Problem requirements:
Print verbatim the lines of the entries from the one containing "Where can the window" to the last, inclusive, and no others.

Saved entries
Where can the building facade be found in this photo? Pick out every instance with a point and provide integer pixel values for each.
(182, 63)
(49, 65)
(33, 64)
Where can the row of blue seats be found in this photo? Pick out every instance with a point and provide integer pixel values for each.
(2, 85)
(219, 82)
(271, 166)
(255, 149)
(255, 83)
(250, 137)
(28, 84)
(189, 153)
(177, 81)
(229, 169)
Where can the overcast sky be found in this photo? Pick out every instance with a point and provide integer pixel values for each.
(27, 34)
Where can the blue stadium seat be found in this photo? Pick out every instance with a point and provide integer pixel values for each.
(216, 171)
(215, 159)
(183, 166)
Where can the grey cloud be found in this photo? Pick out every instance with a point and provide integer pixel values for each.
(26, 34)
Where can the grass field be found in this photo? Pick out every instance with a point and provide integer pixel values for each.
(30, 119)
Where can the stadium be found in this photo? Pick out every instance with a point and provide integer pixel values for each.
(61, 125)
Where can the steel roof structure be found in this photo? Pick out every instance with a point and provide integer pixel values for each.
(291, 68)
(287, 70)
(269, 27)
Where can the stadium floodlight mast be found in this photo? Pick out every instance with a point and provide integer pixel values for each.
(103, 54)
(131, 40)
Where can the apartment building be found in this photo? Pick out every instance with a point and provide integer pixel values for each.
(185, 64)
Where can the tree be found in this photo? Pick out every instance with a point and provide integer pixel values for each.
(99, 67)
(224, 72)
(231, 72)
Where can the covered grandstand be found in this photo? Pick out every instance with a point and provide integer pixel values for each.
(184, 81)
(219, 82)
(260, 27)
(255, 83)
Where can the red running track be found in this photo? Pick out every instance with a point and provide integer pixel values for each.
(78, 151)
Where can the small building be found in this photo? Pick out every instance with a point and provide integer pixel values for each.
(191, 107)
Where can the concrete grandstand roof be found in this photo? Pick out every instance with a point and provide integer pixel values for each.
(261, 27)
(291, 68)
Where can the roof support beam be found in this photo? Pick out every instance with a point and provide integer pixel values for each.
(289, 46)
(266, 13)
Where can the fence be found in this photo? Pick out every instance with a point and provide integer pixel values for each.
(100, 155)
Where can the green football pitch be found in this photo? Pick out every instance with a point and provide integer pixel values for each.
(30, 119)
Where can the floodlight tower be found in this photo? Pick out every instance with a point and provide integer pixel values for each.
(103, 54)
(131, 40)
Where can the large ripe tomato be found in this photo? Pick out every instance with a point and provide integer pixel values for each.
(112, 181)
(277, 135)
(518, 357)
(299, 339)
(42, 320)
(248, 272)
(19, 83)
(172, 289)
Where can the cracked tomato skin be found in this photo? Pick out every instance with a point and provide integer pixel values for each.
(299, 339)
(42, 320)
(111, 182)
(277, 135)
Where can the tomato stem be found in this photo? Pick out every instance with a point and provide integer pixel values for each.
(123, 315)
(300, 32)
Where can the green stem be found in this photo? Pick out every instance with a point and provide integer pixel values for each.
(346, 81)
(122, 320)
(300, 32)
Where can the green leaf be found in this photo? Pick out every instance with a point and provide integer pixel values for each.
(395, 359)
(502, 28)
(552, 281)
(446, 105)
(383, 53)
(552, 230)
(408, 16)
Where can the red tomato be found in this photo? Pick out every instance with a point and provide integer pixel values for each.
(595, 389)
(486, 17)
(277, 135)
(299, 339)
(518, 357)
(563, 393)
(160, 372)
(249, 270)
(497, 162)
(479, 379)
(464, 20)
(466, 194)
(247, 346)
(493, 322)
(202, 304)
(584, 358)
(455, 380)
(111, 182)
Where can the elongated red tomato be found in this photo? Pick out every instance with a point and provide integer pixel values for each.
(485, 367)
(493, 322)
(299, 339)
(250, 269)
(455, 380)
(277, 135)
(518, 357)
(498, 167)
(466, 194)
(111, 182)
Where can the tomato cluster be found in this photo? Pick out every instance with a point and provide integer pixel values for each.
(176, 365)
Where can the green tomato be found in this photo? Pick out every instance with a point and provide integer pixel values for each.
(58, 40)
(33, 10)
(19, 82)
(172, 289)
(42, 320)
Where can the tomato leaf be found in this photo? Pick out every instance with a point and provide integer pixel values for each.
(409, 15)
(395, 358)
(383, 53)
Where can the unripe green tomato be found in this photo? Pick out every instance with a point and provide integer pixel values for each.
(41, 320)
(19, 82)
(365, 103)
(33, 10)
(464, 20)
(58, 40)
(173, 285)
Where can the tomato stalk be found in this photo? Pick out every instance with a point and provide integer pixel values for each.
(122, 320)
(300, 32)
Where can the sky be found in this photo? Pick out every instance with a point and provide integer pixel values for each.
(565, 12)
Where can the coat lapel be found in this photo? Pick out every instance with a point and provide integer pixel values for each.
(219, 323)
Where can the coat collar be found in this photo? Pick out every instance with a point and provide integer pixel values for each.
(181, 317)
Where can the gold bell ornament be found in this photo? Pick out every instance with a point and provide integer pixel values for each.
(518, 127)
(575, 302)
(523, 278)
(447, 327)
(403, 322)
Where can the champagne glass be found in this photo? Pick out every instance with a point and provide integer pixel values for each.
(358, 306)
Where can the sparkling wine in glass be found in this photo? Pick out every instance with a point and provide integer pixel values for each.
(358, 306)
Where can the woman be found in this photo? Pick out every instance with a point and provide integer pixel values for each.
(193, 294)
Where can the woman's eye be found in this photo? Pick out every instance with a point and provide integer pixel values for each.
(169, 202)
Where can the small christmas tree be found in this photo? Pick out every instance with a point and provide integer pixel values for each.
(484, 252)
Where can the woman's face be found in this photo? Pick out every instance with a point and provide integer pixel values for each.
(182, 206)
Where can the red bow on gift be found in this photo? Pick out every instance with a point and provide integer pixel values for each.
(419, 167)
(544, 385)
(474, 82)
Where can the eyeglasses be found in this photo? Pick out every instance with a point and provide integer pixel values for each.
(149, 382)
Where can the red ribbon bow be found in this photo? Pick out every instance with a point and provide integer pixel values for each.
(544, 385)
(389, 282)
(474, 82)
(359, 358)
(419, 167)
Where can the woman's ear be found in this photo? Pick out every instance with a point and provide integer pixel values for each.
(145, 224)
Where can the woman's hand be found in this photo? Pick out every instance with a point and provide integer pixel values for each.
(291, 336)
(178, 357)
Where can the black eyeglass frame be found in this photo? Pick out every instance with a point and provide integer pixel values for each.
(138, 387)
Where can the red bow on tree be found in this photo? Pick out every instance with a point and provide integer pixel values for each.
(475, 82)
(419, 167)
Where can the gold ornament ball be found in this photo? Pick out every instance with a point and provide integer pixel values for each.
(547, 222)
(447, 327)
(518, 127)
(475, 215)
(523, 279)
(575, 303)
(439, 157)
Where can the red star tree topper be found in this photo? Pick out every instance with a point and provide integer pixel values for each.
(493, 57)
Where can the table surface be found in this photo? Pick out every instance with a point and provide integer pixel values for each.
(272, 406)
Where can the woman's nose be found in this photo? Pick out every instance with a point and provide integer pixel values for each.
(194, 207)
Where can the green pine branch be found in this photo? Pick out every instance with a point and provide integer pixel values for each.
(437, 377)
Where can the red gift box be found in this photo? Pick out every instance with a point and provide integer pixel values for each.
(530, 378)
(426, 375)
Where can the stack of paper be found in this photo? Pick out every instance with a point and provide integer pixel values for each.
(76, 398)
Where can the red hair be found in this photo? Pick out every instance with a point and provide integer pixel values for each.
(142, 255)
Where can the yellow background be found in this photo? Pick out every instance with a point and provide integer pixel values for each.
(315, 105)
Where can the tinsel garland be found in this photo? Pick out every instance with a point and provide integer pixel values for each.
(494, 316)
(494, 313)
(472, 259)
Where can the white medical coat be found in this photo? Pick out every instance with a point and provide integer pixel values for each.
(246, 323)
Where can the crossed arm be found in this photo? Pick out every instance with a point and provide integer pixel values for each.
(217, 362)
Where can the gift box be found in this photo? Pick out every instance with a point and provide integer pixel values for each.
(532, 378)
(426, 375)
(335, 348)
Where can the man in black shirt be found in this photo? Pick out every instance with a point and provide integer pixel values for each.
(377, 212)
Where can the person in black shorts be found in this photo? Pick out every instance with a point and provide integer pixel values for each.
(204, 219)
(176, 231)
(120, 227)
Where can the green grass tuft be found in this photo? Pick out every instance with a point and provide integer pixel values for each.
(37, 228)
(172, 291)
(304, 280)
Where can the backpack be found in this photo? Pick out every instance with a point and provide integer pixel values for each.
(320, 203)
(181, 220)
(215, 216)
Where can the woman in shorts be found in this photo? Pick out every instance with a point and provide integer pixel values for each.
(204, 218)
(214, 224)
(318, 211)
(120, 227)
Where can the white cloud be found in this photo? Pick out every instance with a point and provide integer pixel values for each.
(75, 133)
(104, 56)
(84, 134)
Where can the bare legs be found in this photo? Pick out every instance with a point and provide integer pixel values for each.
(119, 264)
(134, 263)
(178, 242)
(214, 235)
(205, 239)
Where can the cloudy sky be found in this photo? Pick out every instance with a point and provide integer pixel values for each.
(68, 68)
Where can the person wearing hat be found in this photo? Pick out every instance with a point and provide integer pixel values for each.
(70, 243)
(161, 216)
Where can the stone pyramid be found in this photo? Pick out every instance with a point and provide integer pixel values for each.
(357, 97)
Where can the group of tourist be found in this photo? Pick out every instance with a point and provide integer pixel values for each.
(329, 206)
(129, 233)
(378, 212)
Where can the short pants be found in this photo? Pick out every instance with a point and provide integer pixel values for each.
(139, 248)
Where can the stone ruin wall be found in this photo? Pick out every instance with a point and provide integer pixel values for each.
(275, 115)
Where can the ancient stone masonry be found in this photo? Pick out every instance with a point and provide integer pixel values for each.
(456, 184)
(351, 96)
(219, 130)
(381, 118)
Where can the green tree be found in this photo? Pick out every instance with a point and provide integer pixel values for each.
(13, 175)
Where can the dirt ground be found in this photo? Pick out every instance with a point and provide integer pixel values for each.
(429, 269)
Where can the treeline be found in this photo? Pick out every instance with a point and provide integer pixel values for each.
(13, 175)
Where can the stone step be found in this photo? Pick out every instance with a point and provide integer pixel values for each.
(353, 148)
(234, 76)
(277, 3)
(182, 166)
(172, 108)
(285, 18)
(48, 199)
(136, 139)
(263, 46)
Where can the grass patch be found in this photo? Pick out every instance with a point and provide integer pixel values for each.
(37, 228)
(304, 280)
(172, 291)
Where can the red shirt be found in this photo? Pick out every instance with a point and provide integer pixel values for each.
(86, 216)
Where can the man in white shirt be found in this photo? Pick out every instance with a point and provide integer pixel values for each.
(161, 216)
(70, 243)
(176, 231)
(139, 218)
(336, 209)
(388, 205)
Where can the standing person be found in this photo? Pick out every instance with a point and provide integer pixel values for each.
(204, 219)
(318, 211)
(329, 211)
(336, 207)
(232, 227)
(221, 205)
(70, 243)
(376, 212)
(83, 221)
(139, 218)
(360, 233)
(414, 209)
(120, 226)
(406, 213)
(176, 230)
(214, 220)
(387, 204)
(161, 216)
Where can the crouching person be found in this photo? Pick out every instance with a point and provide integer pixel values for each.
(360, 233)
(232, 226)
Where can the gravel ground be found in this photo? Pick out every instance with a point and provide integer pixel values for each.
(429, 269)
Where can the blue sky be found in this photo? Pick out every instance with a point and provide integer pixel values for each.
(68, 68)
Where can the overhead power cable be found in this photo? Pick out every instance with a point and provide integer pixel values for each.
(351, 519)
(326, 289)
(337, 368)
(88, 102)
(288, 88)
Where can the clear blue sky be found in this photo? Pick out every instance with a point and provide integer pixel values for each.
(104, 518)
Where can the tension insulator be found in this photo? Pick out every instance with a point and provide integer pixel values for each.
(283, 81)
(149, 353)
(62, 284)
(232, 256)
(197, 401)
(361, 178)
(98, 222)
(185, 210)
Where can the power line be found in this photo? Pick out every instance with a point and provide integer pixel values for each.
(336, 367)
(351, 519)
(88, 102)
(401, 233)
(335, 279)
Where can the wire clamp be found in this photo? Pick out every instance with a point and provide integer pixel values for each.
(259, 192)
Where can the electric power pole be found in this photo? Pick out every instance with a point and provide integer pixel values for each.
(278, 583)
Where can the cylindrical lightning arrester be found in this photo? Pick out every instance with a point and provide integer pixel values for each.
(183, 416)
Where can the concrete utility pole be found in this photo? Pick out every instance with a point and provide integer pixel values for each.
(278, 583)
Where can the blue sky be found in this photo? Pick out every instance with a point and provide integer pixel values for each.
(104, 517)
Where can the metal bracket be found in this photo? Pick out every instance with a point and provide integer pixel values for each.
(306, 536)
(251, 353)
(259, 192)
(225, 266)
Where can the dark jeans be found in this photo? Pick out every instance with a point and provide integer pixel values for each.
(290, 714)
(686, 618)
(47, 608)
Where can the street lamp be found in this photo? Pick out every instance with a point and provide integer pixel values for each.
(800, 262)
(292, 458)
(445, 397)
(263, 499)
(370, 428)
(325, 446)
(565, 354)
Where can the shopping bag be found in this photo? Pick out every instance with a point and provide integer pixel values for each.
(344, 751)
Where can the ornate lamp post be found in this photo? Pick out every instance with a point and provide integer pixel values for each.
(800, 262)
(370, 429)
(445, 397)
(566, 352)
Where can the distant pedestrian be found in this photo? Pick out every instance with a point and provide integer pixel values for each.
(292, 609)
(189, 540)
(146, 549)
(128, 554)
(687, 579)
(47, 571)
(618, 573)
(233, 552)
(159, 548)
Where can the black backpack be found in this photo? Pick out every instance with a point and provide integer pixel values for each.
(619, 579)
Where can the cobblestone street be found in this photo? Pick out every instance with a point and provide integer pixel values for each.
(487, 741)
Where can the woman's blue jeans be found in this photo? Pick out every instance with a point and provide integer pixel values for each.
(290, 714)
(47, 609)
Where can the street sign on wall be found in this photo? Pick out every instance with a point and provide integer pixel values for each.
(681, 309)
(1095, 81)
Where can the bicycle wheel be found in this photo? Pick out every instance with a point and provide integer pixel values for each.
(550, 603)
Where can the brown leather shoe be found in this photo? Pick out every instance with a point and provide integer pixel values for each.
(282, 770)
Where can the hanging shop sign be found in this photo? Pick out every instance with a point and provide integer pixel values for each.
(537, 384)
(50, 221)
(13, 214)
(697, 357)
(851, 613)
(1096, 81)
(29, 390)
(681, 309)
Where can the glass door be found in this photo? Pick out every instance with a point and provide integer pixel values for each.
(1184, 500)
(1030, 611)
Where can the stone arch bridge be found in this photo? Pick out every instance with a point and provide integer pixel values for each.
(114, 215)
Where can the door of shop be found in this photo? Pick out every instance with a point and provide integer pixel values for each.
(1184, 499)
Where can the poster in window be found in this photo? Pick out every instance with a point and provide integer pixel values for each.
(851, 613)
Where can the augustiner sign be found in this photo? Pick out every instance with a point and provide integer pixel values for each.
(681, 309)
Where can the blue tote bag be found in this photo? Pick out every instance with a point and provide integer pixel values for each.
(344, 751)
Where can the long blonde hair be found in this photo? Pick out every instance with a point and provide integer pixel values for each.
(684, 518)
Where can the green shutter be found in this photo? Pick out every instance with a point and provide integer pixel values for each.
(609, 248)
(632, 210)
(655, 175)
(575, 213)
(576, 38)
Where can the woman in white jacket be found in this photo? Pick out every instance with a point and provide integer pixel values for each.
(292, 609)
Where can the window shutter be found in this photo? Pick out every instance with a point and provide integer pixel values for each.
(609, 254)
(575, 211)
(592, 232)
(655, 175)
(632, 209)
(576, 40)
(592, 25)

Exercise response:
Where can the window shutter be found in this photo? Pick out every instance with a point and provide integer pixel values for each.
(609, 254)
(575, 211)
(592, 232)
(655, 175)
(632, 209)
(576, 40)
(592, 25)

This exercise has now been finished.